▶ **Aim**
Every entry that follows should be reproduced exactly.

▶ **Given information**

%%

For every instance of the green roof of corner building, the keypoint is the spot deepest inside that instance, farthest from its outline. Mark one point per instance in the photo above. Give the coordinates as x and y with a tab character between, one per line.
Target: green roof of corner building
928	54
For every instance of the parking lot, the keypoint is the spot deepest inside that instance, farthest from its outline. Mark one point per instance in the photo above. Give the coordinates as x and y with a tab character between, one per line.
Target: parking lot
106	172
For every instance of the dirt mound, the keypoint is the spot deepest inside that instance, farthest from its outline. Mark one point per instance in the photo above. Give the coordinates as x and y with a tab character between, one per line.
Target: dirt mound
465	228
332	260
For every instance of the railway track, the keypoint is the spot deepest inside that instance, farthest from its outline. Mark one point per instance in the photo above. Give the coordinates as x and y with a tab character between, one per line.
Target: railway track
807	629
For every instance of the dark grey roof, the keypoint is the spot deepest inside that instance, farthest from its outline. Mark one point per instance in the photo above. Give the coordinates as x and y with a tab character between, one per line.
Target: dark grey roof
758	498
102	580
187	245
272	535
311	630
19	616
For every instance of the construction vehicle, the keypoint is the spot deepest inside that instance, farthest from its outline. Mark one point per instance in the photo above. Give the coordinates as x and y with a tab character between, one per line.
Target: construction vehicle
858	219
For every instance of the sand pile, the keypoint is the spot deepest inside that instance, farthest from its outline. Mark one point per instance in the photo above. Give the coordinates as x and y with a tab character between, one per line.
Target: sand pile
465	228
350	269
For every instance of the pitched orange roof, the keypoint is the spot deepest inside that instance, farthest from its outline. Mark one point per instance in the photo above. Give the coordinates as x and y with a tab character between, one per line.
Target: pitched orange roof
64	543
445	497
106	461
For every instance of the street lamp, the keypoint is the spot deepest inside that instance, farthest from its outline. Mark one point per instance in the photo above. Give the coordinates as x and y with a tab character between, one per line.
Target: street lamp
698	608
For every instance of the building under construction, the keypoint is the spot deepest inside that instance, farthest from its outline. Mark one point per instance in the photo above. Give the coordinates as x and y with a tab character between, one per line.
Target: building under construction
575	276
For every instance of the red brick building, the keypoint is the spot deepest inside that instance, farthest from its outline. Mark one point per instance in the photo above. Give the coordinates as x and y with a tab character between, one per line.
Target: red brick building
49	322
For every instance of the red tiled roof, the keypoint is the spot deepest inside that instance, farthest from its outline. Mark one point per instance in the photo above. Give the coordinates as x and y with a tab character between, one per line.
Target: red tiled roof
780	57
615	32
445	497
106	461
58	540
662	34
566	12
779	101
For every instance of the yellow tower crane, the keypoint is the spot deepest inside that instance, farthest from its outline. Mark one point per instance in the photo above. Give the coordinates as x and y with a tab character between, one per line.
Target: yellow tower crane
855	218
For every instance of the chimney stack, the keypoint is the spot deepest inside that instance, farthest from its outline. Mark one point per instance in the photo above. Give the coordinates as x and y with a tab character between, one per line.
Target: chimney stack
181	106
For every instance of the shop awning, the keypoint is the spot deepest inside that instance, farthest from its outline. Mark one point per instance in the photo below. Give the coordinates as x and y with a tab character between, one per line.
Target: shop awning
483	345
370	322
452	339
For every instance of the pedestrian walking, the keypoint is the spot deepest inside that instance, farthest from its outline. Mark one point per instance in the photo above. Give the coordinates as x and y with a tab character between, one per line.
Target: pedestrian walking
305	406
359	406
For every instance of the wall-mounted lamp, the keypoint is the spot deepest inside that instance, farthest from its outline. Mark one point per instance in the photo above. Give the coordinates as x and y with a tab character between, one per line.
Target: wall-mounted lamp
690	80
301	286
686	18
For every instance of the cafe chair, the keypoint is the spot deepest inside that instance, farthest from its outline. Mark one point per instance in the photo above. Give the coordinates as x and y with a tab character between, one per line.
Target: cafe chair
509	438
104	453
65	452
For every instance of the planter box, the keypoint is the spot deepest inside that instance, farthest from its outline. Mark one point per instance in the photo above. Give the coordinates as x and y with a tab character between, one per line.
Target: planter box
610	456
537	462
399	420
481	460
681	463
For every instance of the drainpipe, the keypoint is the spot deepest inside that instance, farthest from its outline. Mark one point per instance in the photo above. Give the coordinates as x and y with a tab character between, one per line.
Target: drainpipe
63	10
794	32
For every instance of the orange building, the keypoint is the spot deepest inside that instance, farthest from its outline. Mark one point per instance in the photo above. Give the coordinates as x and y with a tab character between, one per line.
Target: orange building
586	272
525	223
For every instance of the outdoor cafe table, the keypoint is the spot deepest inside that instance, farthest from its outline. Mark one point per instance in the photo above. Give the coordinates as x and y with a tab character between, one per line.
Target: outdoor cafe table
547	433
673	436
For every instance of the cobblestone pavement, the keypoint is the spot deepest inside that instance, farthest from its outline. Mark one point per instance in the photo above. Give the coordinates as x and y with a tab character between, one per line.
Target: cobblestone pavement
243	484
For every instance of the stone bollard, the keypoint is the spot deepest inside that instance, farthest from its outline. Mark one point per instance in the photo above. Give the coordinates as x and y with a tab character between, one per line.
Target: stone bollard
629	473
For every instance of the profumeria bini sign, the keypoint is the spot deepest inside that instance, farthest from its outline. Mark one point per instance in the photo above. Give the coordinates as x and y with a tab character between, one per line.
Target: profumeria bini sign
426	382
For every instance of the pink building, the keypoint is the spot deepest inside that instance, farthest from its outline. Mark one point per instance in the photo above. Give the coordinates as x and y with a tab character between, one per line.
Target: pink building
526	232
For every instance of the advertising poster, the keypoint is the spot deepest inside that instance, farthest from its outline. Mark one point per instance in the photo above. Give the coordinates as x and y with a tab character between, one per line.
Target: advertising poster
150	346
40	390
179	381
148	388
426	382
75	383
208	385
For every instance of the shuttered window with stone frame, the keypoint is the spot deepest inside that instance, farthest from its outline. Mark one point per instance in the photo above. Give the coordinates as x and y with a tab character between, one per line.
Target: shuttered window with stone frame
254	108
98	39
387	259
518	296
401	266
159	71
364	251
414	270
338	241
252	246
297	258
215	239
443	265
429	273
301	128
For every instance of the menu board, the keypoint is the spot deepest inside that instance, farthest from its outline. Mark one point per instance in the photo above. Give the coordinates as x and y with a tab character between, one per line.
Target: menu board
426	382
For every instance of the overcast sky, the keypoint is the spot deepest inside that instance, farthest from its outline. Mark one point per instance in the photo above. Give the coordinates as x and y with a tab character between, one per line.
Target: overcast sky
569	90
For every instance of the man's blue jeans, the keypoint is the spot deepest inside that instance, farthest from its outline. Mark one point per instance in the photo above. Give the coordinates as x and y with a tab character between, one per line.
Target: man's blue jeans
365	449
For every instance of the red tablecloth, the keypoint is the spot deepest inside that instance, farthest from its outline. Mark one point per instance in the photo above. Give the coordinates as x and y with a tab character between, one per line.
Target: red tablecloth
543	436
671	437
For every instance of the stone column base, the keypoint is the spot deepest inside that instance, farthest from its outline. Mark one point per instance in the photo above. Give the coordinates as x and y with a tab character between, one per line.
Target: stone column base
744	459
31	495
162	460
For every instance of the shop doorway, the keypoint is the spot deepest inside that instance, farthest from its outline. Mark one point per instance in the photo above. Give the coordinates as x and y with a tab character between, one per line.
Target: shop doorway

%%

▶ **Answer to this exercise**
For every instance of the green roof of corner building, the keypoint is the spot deepest inside that instance, farthest from its outline. Mark one point per instance in the photo above. Give the coordinates as x and y with a tab character between, one per line.
Target: green roof of corner building
928	54
For every instance of the parking lot, the keypoint is the spot deepest inside that instance, farthest from its outline. Mark one point per instance in the photo above. Give the coordinates as x and y with a tab character between, one per line.
Target: parking lot
106	172
For every instance of the dirt mound, the keypoint is the spot deepest inside that instance, farthest from its outline. Mark one point per instance in the photo above. Give the coordinates as x and y with a tab character between, one per line.
Target: dirt mound
465	228
332	260
For every instance of the railway track, the keypoint is the spot deepest inside that instance, farthest from its outline. Mark one point per instance in the photo above. Give the coordinates as x and y with a tab character between, one per line.
Target: railway track
807	629
For every instance of the dark grey roof, the keypoint is the spot deepest inside that instance, farthest from its outline. Mark one point per instance in the photo above. Give the coordinates as x and y with a tab character between, one per line.
Target: dark grey roof
758	498
102	580
187	245
272	535
311	630
19	616
For every instance of the construction vehicle, the keypoint is the spot deepest inside that instance, farthest from its outline. Mark one point per instance in the photo above. Give the coordinates as x and y with a tab character between, one per line.
Target: construction vehicle
858	219
For every instance of the sand pile, the keypoint is the spot deepest inside that instance, farthest from its outline. Mark one point per instance in the photo above. Give the coordinates as x and y with a tab character between, one per line.
Target: sand pile
465	228
350	269
For every instance of the pitched orange roof, the keypoint is the spot deepest inside that instance, farthest from its outline. Mark one point per instance in the photo above. Give the coordinates as x and y with a tab character between, one per line.
Target: pitched orange roof
64	543
445	497
106	461
For every instance of the street lamp, the keypoint is the spot deepest inside that instance, farthest from its outline. Mark one point per instance in the photo above. Give the coordinates as x and y with a tab character between, one per line.
Target: street lamp
698	608
For every instance of the building under construction, the keypoint is the spot deepest inside that instance, farthest from its outline. Mark one point per instance in the photo above. Give the coordinates as x and y with a tab character between, one per line.
Target: building under construction
575	276
For every instance of the red brick building, the keypoint is the spot deepest inside that instance, farthest from its outline. Mark one point per instance in the photo above. Give the coordinates as x and y with a tab character between, one per line.
Target: red brick building
49	322
For every instance of the red tiled roof, the keypoint is the spot deepest inside that instance, farthest from its outline. Mark one point per instance in the photo above. Give the coordinates as x and y with a tab character between, one per line.
Target: red tiled roof
780	57
615	32
445	497
106	461
58	540
662	34
566	12
779	101
For every instance of the yellow tower crane, the keypoint is the spot deepest inside that instance, farthest from its outline. Mark one point per instance in the photo above. Give the coordinates as x and y with a tab character between, one per line.
Target: yellow tower crane
855	218
For every instance of the chimney stack, the keypoint is the spot deepest inside that instance, farthest from its outline. Mark one point per instance in the photo above. Give the coordinates as x and y with a tab character between, one per line.
Target: chimney stack
181	106
For every instance of the shop awning, the keypoint is the spot deepest inside that instance, farthest from its outline. Mark one point per instance in the photo below. Give the coordinates as x and y with a tab character between, one per line.
Target: shop awning
483	345
370	322
452	339
For every instance of the pedestrian walking, the keypoint is the spot deepest inside that instance, farthest from its outline. Mark one point per instance in the photo above. Give the coordinates as x and y with a tab character between, one per line.
Target: pedestrian walking
305	406
359	406
For every instance of the wall-mounted lamp, the keypoint is the spot deepest inside that instance, farthest from its outline. Mark one point per instance in the photo above. Give the coordinates as x and y with a tab character between, one per line.
Target: wall-mounted lamp
690	80
301	286
686	18
For every instance of the cafe chair, the keypoint is the spot deepest inside that instance, farthest from its outline. Mark one point per instance in the photo above. Give the coordinates as x and y with a tab character between, one per line.
Target: cafe chair
509	438
104	453
65	452
For every instance of the planter box, the keypoint is the spot deepest inside that instance, farthest from its outline. Mark one point per instance in the photo above. Give the coordinates as x and y with a tab character between, one per line.
Target: planter box
610	456
537	462
399	420
481	460
681	463
For every instance of the drainpipe, the keypoint is the spot deepest inside that instance, farthest from its outline. Mark one point per instance in the photo above. Give the coordinates as x and y with a tab character between, one per line.
Target: drainpipe
63	10
794	32
For every instance of the orange building, the keypoint is the spot deepest inside that instance, farthest from its outline. Mark one point per instance in the photo above. Give the coordinates as x and y with a tab character between, one per line.
Target: orange building
586	272
525	223
For every instance of the outdoor cafe table, the keypoint is the spot deepest inside that instance, farthest from its outline. Mark one point per instance in the photo above. Give the coordinates as x and y with a tab character between, one per line.
Target: outdoor cafe table
547	433
673	436
For every instance of the cobblestone pavement, the keypoint is the spot deepest inside that instance, farthest from its outline. Mark one point per instance in the photo above. Give the coordinates as x and y with a tab character between, one per line.
Target: cobblestone pavement
243	484
For every instance of the stone bollard, the keypoint is the spot deepest inside that instance, farthest from its outline. Mark one point per instance in the photo above. Give the coordinates as x and y with a tab character between, one per line.
Target: stone bollard
629	473
For every instance of the profumeria bini sign, the keypoint is the spot deepest inside that instance, farthest from its outline. Mark one point per instance in the photo above. Give the coordinates as x and y with a tab character between, one per line.
Target: profumeria bini sign
426	382
For every instance of the pink building, the keypoint is the spot deepest inside that instance, farthest from its outline. Mark one point per instance in the photo above. Give the coordinates as x and y with a tab character between, one per line.
Target: pink building
526	232
For every instance of the advertising poster, the keypoint is the spot deepest inside that instance, farthest from its outline. Mark one point per instance in the photo above. Give the coordinates as x and y with a tab character between, one per line.
Target: advertising poster
150	346
40	390
179	381
148	388
426	382
75	383
208	385
For every instance of the shuttered window with stone frame, the keypoint is the spot deepest inside that instance, farthest from its outline. Mark one point per instance in the photo above. Give the coordinates as x and y with a tab character between, one per line.
Target: shuttered window with stone frame
254	108
98	39
387	259
518	296
401	266
159	71
364	251
414	270
338	241
252	246
297	258
215	239
443	265
429	273
301	128
For every instance of the menu board, the keypoint is the spot deepest inside that instance, farthest from its outline. Mark one point per instance in the photo above. Give the coordinates as x and y with a tab character between, one per line.
Target: menu board
426	382
For every instance of the overcast sky, the keypoint is the spot deepest inside that instance, farthest from its outline. Mark one point per instance in the photo above. Give the coordinates as x and y with a tab character between, one per line.
Target: overcast sky
569	90
For every instance of the man's blue jeans, the keypoint is the spot deepest inside that instance, farthest from its outline. Mark one point per instance in the photo above. Give the coordinates as x and y with a tab character between, one per line.
Target: man's blue jeans
365	449
For every instance of the red tablecloth, the keypoint is the spot deepest inside that instance, farthest from its outline. Mark one point per instance in the photo above. Give the coordinates as x and y with a tab character between, one per line.
Target: red tablecloth
543	436
671	437
For every instance of the stone column base, the keypoint is the spot deepest inside that instance, farthest from its outline. Mark one point per instance in the photo above. Give the coordinates as x and y with a tab character between, one per line.
Target: stone column base
744	459
31	495
162	460
For every instance of the shop doorway, the keypoint is the spot deepest inside that instance, farthest from its outline. Mark one point per instance in the photo above. Give the coordinates as x and y with a tab character between, one per line.
Target: shop doorway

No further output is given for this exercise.